Filter the lines below, keeping every line that contains the word "building". Copy each kept line without changing it.

(Collected data entries)
------------------------------------------------------------

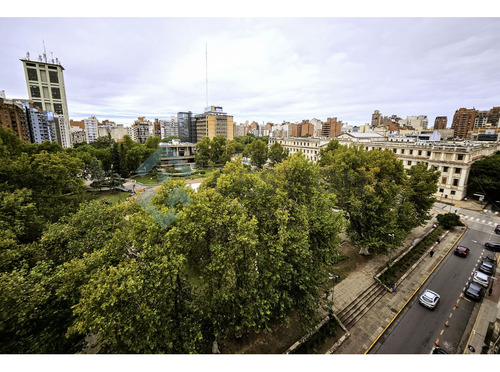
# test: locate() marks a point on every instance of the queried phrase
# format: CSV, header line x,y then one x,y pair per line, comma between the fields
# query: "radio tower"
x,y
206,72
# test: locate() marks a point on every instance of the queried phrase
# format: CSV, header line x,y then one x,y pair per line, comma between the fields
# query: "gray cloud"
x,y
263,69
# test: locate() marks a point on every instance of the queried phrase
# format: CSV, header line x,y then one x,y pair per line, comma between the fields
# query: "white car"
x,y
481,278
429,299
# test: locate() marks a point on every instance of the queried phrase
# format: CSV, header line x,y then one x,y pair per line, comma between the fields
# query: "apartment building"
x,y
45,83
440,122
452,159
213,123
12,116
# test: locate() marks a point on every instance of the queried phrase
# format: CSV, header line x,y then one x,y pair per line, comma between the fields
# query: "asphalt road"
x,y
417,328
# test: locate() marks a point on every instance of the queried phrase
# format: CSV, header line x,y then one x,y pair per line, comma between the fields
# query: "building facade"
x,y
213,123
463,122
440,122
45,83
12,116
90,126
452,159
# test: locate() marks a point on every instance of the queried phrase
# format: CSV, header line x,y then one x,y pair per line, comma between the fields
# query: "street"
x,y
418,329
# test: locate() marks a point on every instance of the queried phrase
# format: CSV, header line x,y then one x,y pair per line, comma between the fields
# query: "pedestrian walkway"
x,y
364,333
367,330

------------------------------------------------------------

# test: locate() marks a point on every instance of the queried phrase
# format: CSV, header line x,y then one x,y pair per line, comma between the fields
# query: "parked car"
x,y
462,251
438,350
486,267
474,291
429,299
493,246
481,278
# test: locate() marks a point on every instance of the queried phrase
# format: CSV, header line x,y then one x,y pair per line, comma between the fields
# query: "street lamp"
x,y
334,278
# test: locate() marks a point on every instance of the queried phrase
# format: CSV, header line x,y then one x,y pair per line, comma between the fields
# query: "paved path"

------------------------------------------------------------

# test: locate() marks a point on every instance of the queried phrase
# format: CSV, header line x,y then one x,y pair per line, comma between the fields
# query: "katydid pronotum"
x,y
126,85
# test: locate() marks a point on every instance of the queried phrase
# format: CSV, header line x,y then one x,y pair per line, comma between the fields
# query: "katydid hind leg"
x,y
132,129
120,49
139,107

------------------------------------------------------------

- _Result of this task_
# query: "apartment building"
# query: "building facade"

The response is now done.